### Task description
Pick up the essay on an author's self-doubt after its last sentence, which ends "entire worlds," and continue it.

====== Study text ======

I don't own it.
There. I said it.
I don't own being an author.
There are highs, yes. But most of the time, being an author means being shrouded in insecurity while a cloud of self-doubt hovers over you, waiting to unleash a deluge of I'm-not-good-enough. I have a great agent. I'm a
New York Times bestselling author. I've published multiple books and am still going. And I doubt myself and my abilities every day.
If you're an aspiring author, you might have thought feelings like this would go away if only you could get an agent. If only you could get a book deal. If only you could quit your job and write full time. What you'll find is that after each step, after each hurdle you pass, you want
more. You want to be your agent's favorite. You want a book deal that will make others envy you. You want not only to live off your writing, but to become wealthy from it.
Your wants become so bloated and inflated that one small prick of self-doubt will burst the entire structure of who you think you are--or who you're trying to be, whether it's a better version of yourself, or another author whose exact publishing gait you're trying to mimic.
Stop that. Immediately. And I'll try to do the same.
The thing is, I don't let all of this debilitate me now, but I did at first. Being a debut author is like getting up every morning and drinking a cup of insanity to start your day off on a leg you don't even have. Especially if you start playing the comparison game. Comparison is the death of hopes and dreams and worse still, productivity. It's difficult not to compare yourself to other author/writers. It's difficult not to feel inferior. I've learned to confront those feelings head on, and to dilute them into background noise. And it wasn't easy.
I still get up every day and write something. That something could be fit for a hot dumpster in July. Sure, I stare blankly at the screen with the best of 'em. I get writer's constipation (the laxative for me is reading). I still come up with ideas that may be cray cray and un-publishable (ask my agent), but the point is, I'm still generating plots, characters, entire worlds.

====== Data extract ======

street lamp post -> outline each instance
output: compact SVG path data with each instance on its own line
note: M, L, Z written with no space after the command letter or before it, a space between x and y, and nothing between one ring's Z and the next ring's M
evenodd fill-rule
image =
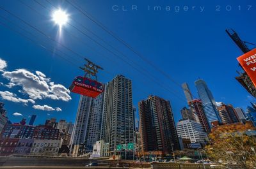
M197 148L197 151L199 152L198 154L201 156L202 162L203 163L204 169L205 169L205 166L204 165L204 159L203 159L203 156L202 155L202 152L204 152L204 151L207 151L207 150L211 150L211 149L213 149L213 148L209 148L209 149L204 149L204 150L202 150L202 151L200 151L199 150L200 148L201 148L201 147ZM199 156L199 158L200 158L200 156Z
M173 162L175 163L175 154L174 154L174 152L173 152L173 143L171 143L172 145L172 156L173 157Z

======

### Result of this exercise
Writers, the point is, insecurity is like a cancer that can be kept in remission--or it can take over and quietly snuff out the life of your writing. If writing is what you really want to do, you'll let nothing stand in the way of it, not even yourself.
Here are a few things that may help:
1.) Don't view other authors/writers as competitors. View them as assets to your writing career. You can learn something from everyone, trust me. All you have to do is make friends, sit back, watch and learn. You need other authors. They know what you're going through. Writing is a lonely job. Being friends with other authors makes it less so.
2.) Celebrate the successes of others, instead of being jealous about it. This was a hard one for me, because you're truly happy for your author friend who just signed another book deal, but you're also a tidly bit envious. Congratulate your friend. Acknowledge your jealousy. Remind yourself that your own hard work will pay off. Then stick it File 13 and move on.
3.) No two publishing journeys are exactly alike. Make
your own list of publishing goals and stick to it. Want to write ten books before you turn 30? Go for it. Want to get published by a certain house? Keep trying. Want to sell a million copies of your book? Me too. The point is, you won't have any time to focus on anything or anyone else. You'll be too busy chasing after the next goal. And when you get to cross one off your list, it's the best feeling in the world.
What advice would
you offer a writer struggling with insecurity?